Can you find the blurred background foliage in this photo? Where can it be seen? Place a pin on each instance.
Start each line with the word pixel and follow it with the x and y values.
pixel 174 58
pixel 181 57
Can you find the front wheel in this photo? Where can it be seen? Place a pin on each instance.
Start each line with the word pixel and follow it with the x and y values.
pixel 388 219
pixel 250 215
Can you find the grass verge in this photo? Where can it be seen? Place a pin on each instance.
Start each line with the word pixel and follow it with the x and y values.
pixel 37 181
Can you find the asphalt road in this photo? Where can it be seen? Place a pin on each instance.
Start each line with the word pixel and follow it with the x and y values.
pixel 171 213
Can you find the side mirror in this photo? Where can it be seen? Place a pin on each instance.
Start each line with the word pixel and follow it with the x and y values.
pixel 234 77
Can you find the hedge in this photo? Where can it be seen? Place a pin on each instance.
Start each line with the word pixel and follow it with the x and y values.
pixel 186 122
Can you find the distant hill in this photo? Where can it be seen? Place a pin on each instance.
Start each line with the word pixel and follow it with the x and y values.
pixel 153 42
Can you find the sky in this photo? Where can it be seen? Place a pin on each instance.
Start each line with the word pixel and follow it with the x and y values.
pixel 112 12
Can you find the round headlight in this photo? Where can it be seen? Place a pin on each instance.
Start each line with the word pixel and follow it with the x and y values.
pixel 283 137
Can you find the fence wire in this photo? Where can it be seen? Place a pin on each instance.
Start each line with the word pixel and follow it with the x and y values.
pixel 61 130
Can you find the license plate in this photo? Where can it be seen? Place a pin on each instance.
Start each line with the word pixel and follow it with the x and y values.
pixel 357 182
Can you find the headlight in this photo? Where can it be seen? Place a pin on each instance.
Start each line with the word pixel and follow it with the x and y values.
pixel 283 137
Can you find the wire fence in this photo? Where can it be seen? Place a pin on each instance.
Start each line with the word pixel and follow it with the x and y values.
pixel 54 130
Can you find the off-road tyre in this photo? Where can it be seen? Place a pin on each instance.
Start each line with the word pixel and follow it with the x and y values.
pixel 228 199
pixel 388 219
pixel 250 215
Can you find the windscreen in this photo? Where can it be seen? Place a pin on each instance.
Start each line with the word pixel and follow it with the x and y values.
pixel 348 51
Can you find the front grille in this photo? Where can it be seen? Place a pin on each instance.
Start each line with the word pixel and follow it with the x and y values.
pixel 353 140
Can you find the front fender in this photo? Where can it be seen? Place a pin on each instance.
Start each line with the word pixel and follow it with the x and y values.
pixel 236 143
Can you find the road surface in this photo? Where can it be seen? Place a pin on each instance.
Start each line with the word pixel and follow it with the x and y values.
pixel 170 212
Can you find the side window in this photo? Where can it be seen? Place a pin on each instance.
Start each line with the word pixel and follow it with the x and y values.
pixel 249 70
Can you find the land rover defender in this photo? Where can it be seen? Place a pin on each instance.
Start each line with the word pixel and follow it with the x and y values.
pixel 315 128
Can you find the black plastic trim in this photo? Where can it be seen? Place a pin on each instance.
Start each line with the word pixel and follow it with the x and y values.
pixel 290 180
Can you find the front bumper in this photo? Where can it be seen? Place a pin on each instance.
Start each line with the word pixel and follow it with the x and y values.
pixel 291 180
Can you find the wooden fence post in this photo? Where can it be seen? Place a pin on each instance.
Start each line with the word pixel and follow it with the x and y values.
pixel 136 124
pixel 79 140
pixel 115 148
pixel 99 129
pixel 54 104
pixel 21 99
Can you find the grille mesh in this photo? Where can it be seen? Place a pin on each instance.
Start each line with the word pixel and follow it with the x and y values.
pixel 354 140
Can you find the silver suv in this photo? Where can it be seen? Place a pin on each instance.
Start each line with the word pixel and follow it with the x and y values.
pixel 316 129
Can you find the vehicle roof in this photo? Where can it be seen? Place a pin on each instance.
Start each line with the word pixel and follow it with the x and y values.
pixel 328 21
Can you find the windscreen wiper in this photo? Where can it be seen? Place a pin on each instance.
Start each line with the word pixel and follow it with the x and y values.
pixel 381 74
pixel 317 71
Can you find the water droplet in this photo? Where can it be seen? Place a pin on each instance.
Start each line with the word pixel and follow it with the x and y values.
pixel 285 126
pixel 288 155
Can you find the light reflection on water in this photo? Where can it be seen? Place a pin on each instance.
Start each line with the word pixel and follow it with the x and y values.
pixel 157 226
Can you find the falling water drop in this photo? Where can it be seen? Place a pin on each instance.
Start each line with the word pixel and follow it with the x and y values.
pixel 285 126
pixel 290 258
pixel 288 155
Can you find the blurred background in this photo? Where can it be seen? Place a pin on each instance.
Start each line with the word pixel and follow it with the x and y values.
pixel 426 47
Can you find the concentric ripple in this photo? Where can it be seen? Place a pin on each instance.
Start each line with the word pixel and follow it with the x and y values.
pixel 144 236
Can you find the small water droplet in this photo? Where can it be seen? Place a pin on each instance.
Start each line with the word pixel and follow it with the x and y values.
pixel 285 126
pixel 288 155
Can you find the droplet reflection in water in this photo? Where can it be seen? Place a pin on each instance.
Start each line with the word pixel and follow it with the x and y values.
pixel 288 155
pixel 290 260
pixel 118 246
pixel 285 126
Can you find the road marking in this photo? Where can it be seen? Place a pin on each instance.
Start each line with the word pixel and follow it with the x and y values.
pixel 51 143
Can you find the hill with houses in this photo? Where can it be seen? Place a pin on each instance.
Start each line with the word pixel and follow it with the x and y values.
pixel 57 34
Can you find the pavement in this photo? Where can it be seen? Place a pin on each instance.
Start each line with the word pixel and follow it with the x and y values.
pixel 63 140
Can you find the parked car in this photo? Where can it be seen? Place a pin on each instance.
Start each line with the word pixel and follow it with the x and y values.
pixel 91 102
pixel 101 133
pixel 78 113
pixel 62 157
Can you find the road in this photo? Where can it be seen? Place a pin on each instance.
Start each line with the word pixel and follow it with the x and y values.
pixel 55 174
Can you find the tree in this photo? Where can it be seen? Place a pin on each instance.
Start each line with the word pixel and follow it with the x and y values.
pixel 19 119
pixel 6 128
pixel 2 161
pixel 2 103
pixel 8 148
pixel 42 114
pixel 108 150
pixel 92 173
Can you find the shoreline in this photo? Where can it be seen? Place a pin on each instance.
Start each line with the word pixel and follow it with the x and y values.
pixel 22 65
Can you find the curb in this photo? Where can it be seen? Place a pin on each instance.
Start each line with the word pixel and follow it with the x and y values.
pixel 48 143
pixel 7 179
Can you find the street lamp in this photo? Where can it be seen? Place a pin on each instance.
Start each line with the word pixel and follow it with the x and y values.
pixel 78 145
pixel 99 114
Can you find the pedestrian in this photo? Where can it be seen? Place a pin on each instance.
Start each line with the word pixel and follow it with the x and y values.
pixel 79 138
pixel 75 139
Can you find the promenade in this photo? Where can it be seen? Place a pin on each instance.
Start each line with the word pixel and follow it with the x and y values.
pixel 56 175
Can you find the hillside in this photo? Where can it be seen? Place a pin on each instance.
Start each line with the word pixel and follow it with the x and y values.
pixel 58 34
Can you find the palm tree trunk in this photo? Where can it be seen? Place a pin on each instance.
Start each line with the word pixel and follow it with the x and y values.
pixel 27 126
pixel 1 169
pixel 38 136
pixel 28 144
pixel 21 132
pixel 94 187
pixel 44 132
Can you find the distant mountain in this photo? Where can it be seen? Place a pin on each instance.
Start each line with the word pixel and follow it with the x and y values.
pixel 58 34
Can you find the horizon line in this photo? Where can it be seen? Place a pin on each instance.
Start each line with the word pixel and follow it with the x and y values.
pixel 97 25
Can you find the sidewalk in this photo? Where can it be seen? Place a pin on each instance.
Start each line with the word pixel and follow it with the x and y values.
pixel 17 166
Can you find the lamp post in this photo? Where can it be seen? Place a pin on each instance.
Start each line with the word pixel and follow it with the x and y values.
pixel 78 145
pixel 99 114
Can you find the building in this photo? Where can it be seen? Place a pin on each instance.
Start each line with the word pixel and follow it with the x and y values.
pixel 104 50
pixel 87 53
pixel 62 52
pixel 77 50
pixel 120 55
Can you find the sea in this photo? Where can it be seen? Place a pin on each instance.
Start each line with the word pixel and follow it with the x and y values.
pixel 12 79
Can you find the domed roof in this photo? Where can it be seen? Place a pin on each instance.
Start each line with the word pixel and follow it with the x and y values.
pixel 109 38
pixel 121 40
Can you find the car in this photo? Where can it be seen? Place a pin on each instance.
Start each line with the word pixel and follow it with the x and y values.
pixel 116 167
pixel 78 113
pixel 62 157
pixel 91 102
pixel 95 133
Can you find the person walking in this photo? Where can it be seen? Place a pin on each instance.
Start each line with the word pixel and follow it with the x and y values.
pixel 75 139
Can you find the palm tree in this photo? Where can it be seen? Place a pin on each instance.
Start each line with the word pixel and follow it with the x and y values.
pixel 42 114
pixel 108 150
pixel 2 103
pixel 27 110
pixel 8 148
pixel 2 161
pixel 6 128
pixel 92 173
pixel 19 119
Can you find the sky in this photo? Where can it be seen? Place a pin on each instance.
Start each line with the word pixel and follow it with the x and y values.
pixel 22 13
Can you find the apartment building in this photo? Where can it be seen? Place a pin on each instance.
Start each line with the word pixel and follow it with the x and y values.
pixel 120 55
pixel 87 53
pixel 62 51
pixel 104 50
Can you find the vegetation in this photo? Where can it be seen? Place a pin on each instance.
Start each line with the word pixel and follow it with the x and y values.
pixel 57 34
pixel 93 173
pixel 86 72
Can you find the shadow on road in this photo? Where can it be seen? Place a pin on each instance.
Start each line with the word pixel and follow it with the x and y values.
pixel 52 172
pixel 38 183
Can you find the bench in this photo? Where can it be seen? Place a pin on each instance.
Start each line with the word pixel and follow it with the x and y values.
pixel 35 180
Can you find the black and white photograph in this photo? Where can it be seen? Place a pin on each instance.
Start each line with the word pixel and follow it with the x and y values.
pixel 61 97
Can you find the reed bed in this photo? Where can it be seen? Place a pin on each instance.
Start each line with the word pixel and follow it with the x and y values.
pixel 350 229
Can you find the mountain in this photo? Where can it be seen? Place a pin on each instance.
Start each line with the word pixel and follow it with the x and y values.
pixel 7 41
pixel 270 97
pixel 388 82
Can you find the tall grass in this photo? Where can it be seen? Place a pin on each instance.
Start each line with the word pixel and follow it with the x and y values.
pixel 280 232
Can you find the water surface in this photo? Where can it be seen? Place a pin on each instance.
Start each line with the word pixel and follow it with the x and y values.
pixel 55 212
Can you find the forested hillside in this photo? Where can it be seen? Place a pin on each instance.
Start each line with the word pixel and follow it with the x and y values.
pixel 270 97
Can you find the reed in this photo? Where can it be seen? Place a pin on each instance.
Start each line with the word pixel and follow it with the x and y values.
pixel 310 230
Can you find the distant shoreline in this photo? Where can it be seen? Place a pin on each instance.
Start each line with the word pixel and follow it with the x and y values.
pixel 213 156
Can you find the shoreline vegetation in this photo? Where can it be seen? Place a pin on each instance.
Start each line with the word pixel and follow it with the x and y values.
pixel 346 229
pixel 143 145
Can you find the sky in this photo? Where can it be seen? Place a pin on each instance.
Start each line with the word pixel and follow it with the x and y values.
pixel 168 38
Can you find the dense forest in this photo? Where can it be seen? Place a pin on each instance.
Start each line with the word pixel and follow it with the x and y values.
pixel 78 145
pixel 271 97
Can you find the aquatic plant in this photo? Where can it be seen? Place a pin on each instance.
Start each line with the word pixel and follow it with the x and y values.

# # # #

Starting at the line above that contains "Can you find the car", write out each line exactly until the line that contains "Can you find the palm tree in" has been written, and stop there.

TASK OUTPUT »
Can you find the car in this photo? Where can it be seen? Place a pin on each instance.
Start each line with the word pixel and follow it with the x and y values.
pixel 116 167
pixel 78 113
pixel 62 157
pixel 91 102
pixel 95 133
Can you find the person walking in this photo? Where can it be seen? Place a pin on each instance.
Start each line with the word pixel and follow it with the x and y values.
pixel 75 139
Can you find the palm tree in this photo? Where can it be seen? Place a pin on each instance.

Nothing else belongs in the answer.